# START OF Dataset extract

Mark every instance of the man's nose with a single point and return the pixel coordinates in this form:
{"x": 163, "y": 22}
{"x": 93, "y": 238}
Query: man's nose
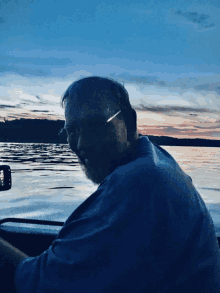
{"x": 82, "y": 143}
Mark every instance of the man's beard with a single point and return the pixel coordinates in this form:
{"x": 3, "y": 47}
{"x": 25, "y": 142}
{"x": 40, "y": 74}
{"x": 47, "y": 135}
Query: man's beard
{"x": 98, "y": 166}
{"x": 97, "y": 169}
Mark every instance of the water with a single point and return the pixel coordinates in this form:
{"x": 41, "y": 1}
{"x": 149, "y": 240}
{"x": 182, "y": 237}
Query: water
{"x": 47, "y": 181}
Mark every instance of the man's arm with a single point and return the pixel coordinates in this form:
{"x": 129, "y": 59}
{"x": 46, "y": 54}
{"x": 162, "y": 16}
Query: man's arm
{"x": 10, "y": 257}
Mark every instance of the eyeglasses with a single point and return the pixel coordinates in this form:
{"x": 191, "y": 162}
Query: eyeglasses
{"x": 110, "y": 119}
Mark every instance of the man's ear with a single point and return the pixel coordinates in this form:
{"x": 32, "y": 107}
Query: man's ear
{"x": 132, "y": 125}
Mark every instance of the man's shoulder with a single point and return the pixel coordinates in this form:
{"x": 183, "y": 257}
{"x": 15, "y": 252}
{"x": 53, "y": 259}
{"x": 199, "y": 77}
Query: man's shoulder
{"x": 151, "y": 160}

# END OF Dataset extract

» **Instruction**
Without the pictures, write out every entry precisely as it appears.

» **Result**
Mark every instance of the man's nose with a single point and return the pixel coordinates in this form:
{"x": 163, "y": 22}
{"x": 93, "y": 238}
Query: man's nose
{"x": 82, "y": 143}
Mark every instance of the man's beard with a single point and return the pixel coordinates in this form:
{"x": 3, "y": 47}
{"x": 25, "y": 142}
{"x": 40, "y": 74}
{"x": 47, "y": 135}
Query: man's beard
{"x": 98, "y": 166}
{"x": 97, "y": 169}
Mark every instance of the water with a single point and return the pixel coordinates in this form:
{"x": 41, "y": 1}
{"x": 149, "y": 240}
{"x": 182, "y": 237}
Query: water
{"x": 47, "y": 181}
Mark every instance of the man's arm with a single point and return the pixel coordinates in this form:
{"x": 129, "y": 59}
{"x": 46, "y": 54}
{"x": 162, "y": 16}
Query: man's arm
{"x": 10, "y": 257}
Mark every instance of the eyeglasses with a single point and return the pixel coordinates in this form:
{"x": 191, "y": 162}
Query: eyeglasses
{"x": 110, "y": 119}
Mark every instance of the man's ear with a single point and return the pixel coordinates in this form:
{"x": 32, "y": 107}
Query: man's ear
{"x": 132, "y": 125}
Mark every instance of the man's shoulder with a single point and return the pixel coordinates in this form:
{"x": 183, "y": 257}
{"x": 15, "y": 252}
{"x": 53, "y": 259}
{"x": 199, "y": 77}
Query: man's shoulder
{"x": 151, "y": 160}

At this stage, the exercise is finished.